Exercise: Pull out every line in the entries below that contains the word "wall".

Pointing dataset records
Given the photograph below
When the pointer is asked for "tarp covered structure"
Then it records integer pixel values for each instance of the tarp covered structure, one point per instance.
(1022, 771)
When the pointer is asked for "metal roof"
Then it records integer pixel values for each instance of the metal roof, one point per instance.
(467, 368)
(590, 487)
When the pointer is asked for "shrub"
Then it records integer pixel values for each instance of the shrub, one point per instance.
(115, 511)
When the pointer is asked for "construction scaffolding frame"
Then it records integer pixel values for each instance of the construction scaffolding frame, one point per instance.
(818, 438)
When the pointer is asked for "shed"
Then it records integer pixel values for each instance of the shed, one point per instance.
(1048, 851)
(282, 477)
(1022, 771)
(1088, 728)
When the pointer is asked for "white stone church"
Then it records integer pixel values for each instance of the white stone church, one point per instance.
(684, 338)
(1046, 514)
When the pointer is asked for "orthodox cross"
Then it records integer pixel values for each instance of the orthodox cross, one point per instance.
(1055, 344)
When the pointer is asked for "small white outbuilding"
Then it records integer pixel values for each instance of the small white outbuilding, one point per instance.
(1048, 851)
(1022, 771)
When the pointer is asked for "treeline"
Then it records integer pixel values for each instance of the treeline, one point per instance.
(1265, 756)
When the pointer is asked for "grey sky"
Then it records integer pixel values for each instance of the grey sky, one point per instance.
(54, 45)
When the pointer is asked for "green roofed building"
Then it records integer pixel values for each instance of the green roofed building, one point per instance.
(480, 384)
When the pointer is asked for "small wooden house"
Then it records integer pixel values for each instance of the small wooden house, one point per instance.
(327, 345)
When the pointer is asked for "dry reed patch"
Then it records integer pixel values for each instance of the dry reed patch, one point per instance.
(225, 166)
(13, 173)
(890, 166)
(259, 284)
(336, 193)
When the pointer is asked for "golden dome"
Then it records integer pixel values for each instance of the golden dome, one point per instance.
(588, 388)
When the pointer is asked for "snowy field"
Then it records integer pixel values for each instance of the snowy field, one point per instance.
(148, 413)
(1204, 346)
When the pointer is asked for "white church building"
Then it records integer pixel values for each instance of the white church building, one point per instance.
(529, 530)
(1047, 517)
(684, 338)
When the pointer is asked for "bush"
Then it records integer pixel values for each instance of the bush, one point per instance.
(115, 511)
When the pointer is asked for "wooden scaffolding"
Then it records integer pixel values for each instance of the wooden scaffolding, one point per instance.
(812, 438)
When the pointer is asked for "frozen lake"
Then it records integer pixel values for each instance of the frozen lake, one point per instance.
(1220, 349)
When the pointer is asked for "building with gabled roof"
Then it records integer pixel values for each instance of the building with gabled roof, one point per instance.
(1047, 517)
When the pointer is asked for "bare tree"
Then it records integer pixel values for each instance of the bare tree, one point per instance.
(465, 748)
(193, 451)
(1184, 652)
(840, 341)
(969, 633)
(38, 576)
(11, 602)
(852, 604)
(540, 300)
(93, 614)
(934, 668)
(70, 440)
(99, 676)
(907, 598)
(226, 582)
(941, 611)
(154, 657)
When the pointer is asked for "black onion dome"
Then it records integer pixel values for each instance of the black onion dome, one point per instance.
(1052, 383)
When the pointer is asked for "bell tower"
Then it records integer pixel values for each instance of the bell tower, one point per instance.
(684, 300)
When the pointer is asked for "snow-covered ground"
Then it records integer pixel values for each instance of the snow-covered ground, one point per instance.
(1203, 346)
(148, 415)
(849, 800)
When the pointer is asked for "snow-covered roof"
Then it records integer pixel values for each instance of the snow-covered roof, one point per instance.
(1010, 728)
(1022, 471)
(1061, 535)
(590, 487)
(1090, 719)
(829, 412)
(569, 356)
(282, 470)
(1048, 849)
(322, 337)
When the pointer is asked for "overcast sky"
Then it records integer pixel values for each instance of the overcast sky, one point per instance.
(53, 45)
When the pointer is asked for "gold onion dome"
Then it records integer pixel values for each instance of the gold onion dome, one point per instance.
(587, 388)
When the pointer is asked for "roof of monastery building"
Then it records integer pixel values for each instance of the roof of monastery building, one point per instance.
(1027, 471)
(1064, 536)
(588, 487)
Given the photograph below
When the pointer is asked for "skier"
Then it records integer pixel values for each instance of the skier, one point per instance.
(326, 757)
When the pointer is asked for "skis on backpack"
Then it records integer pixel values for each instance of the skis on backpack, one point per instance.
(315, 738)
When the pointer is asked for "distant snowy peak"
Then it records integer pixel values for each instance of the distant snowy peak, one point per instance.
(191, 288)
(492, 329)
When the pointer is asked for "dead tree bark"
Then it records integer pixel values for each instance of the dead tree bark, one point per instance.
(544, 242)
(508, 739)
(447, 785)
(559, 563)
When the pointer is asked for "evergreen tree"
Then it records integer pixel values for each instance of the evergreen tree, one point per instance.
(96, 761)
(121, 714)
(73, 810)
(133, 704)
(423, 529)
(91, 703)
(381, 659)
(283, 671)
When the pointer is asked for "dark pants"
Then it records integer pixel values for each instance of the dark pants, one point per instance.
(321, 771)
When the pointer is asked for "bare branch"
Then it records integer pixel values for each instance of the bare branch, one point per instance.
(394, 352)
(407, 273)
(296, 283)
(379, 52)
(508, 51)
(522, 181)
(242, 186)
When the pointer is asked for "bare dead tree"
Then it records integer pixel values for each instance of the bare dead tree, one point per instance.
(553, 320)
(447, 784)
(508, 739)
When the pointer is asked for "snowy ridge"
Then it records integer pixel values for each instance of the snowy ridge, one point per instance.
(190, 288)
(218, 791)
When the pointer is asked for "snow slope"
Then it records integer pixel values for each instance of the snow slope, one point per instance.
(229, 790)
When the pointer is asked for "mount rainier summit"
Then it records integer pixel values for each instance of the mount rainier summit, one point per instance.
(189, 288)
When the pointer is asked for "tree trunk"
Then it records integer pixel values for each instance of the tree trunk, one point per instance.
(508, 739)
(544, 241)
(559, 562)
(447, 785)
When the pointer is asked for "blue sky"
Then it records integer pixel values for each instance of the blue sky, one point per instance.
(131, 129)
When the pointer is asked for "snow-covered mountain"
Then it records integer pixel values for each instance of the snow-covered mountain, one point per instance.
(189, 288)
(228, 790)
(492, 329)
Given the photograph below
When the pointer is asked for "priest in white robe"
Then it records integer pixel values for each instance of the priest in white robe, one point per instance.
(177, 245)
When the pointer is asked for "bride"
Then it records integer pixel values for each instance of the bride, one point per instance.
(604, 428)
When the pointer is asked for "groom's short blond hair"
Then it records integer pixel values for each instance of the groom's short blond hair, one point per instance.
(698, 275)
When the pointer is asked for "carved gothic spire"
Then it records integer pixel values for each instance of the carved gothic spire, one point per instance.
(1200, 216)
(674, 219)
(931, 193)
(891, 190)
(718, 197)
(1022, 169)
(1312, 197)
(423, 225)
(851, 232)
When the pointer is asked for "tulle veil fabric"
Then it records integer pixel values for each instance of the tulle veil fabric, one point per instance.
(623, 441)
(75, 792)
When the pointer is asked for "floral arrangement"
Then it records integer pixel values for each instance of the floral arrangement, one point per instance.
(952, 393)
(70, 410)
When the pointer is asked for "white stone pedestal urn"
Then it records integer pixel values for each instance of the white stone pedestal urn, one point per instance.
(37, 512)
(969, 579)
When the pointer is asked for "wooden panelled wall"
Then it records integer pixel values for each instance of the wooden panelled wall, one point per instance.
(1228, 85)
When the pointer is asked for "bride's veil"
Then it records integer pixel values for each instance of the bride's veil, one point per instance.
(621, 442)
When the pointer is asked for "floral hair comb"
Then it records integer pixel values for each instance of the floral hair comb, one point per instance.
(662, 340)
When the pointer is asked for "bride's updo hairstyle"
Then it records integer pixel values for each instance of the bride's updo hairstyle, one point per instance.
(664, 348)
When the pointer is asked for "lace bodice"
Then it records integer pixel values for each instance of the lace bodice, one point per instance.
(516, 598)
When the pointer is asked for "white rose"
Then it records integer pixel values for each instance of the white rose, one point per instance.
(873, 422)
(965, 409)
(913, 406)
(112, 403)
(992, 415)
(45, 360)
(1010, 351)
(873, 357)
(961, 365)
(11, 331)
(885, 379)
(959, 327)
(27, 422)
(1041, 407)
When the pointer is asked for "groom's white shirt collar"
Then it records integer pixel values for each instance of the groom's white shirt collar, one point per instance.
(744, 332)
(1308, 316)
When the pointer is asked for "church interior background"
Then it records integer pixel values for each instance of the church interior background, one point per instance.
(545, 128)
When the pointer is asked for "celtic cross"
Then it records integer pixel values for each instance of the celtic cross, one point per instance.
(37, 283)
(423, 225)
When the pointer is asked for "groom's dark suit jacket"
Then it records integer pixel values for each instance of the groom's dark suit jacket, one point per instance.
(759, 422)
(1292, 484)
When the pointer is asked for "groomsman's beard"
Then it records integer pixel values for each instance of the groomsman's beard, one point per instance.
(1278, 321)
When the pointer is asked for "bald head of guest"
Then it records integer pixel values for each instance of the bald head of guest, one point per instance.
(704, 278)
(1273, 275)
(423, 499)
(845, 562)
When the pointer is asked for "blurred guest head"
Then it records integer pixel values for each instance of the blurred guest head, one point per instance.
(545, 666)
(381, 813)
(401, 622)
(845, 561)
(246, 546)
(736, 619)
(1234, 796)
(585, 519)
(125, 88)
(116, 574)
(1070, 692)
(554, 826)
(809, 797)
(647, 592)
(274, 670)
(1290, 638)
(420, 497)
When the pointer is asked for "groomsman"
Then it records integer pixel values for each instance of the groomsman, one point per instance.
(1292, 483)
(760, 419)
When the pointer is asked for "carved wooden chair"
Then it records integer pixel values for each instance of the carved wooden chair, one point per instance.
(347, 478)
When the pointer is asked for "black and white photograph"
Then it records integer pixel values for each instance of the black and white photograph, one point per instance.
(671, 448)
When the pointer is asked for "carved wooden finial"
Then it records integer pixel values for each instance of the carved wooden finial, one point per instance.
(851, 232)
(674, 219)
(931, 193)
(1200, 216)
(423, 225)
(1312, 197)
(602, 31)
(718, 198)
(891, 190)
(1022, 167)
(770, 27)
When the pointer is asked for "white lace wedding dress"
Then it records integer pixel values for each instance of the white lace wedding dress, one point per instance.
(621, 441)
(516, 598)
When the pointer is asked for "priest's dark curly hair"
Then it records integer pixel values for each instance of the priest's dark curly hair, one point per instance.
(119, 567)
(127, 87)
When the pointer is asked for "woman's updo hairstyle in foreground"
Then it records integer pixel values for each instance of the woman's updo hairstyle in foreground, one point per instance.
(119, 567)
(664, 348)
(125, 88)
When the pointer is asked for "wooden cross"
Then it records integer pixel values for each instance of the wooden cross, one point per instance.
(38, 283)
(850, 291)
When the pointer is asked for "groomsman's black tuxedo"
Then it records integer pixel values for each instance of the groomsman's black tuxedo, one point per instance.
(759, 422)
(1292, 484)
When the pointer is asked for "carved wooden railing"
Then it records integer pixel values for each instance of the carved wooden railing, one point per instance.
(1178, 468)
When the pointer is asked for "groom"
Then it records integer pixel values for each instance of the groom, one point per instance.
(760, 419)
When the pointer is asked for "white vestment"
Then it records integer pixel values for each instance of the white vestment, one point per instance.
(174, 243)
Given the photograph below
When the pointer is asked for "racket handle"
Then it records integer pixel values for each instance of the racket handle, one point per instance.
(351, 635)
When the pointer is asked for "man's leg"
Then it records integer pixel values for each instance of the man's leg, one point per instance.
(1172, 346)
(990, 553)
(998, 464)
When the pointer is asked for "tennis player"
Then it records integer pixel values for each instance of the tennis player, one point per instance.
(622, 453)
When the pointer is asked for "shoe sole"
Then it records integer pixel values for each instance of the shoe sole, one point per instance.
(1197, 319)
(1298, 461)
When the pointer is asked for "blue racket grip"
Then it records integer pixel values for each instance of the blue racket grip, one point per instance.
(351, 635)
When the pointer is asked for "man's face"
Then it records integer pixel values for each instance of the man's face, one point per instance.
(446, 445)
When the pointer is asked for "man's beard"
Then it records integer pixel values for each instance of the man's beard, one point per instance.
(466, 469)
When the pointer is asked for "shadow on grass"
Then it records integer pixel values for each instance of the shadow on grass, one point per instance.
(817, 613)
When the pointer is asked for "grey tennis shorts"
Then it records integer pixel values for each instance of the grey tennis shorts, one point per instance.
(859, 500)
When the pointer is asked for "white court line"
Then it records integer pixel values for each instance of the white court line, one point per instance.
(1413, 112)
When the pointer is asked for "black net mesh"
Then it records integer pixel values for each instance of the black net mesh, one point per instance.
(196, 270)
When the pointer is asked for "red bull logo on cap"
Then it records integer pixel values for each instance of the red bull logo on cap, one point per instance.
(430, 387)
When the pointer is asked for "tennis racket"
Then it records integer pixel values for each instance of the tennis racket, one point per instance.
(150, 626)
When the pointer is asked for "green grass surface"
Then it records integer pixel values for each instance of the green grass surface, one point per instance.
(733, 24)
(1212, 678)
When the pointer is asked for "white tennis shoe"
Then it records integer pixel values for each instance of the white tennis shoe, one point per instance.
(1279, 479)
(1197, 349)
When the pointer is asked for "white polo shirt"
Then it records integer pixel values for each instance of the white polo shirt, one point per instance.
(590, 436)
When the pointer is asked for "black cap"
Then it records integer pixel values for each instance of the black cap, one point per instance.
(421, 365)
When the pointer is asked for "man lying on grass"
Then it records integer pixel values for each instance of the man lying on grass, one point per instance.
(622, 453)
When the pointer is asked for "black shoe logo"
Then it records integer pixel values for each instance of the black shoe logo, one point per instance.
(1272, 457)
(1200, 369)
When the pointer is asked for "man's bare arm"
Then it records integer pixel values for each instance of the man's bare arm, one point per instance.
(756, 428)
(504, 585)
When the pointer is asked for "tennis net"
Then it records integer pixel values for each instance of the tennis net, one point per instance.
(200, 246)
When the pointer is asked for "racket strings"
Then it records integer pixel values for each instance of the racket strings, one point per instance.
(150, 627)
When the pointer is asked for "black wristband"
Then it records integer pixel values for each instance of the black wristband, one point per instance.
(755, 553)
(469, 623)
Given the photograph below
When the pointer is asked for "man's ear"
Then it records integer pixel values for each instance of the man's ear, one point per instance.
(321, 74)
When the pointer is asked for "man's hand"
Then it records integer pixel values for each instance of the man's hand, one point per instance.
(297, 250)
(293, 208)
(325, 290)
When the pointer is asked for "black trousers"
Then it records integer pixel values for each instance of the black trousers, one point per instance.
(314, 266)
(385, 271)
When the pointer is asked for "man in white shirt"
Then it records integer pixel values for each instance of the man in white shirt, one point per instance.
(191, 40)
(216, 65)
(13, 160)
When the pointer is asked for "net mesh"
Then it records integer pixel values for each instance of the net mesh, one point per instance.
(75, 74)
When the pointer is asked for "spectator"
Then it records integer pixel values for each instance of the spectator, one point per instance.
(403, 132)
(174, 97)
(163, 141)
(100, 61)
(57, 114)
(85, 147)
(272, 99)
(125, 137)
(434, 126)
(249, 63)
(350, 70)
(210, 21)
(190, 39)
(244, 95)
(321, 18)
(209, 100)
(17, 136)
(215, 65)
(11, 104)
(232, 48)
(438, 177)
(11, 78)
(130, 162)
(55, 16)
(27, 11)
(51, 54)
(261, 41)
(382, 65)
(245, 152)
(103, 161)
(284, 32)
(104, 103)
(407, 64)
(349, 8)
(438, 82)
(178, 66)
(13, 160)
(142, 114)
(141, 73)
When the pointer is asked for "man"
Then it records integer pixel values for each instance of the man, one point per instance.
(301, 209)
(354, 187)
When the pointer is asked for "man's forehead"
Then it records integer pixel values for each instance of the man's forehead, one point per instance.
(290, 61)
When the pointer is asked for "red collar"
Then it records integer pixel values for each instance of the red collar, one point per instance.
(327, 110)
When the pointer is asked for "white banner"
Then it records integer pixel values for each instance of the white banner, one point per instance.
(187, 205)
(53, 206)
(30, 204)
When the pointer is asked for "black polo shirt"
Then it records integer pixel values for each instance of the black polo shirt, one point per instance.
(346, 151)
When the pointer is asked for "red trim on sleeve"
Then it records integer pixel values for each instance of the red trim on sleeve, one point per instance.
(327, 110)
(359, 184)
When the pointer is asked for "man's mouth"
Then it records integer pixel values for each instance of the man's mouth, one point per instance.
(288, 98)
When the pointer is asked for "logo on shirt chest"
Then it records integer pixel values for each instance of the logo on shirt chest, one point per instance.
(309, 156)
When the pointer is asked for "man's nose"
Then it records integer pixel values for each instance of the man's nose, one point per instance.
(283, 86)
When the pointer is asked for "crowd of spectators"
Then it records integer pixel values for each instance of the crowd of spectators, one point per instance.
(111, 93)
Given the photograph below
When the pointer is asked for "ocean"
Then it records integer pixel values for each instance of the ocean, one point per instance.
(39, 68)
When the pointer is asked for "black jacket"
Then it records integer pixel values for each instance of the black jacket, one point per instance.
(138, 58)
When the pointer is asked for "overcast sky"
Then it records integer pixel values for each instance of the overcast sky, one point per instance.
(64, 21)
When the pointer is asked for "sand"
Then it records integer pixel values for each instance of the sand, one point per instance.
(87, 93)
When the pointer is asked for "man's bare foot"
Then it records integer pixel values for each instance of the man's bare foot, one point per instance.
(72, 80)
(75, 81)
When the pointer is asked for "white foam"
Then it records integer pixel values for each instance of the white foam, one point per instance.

Task solution:
When the pointer is asked for "wooden panelled wall"
Then it records integer pixel values for each instance of the wooden panelled wall, one point per instance.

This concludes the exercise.